AIM OF THE TASK >>
Exact copies of all the records are the expected output.

Stored records
=====

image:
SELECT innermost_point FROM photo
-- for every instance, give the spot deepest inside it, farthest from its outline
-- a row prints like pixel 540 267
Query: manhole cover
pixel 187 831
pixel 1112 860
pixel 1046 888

=====

OUTPUT OF THE TASK >>
image:
SELECT innermost_point FROM photo
-- for every instance, give the spot deepest inside it, farthest from its outline
-- a row prints like pixel 540 267
Query: manhole cover
pixel 187 831
pixel 1112 860
pixel 1046 888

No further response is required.